* **Prompt A**: In the Islay and Jura trip account, what were the metal bins by the ferry terminal at Kennacraig actually meant for?
──────── Page excerpt
Sat 29th May - Mon 31st May, 1999

BH Islay & Jura

'A tale of bicycling, walking and boating on unvisited Scottish islands.'

Tony (yellow jersey) Gask, Mark (on your bike) Harrod, Michelle (keep on pedalling) Harvie, Andy (mainly on his bike) Croughton, Lester (left his bike at home) Payne, John (no bikes at the Stretford end) Thorley, Not to mention Capt. John (Onedin) Dobson and Sue (shiver m' timbers) Brooke.



My dramatic early morning entry from the chest high wet bracken, my soggy tent draped about my shoulders, was lost on Mark, Michelle & Andy, not surprisingly so as they had spent just a few hours sleeping, in a metal box, next to the ferry terminal, at Kennacraig on the Kintyre peninsular. They had arrived late Thursday night, to find these curious metal bins just right for a kip, only to be rudely awaked at 5 am and informed they were intended for Islay's daily supply of bread! (This incidentally set the tone for the weekend, with many half-baked puns rising from it) I had arrived on Thursday afternoon, and did a bike ride before getting chips in Tarbet, then camping on a scrappy bit of ground near the ferry; heavy rain and the spot lights meant I too had a poor nights sleep. All the gear, except the bikes, were loaded up in my car, piles and piles of it, including assorted plastic boxes. I am told that climbing gear was somewhere.
────────────────
* **Prompt B**: Gather every line of the records that contains the word "mulch", paying attention to case.
──────── Items
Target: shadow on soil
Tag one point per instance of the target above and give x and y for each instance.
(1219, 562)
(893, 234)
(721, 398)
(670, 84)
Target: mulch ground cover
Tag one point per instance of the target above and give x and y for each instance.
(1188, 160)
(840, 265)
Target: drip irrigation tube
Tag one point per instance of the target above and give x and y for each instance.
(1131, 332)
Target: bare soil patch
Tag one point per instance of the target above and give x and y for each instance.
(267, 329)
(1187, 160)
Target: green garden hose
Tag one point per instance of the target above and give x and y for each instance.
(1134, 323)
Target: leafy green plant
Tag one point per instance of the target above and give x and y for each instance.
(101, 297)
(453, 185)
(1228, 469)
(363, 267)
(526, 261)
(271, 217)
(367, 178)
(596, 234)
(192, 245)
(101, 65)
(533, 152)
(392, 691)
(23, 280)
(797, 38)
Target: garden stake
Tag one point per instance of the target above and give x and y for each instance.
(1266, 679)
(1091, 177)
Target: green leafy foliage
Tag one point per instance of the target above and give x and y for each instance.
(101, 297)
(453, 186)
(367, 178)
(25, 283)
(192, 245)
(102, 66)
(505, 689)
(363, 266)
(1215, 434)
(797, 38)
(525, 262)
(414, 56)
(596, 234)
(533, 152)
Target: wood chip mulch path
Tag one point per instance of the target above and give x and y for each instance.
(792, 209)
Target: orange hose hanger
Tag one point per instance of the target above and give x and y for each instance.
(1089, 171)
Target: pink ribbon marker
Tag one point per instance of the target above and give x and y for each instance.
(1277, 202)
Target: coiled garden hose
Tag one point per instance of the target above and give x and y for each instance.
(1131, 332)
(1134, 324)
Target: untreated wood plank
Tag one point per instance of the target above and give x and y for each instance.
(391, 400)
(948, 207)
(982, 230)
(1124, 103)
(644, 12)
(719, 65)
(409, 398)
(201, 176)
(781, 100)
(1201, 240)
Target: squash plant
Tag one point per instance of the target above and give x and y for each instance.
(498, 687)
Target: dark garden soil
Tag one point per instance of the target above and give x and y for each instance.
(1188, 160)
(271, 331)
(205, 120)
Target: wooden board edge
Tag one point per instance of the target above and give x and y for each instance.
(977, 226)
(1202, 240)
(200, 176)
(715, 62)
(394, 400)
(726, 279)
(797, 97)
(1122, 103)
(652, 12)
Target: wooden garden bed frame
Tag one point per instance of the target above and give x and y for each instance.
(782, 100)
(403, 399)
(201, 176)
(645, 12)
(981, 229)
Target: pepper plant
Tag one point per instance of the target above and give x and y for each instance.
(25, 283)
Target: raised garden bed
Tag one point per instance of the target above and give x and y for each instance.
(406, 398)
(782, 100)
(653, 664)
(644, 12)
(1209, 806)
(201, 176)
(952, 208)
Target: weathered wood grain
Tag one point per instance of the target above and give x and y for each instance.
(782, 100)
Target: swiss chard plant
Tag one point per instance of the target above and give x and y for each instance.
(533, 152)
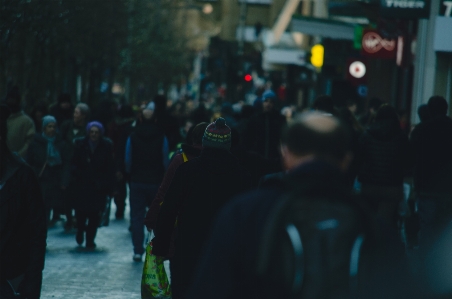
────────────────
* **Exercise result A**: Islay's daily supply of bread.

* **Exercise result B**:
Target: mulch ground cover
Target: wood chip mulch path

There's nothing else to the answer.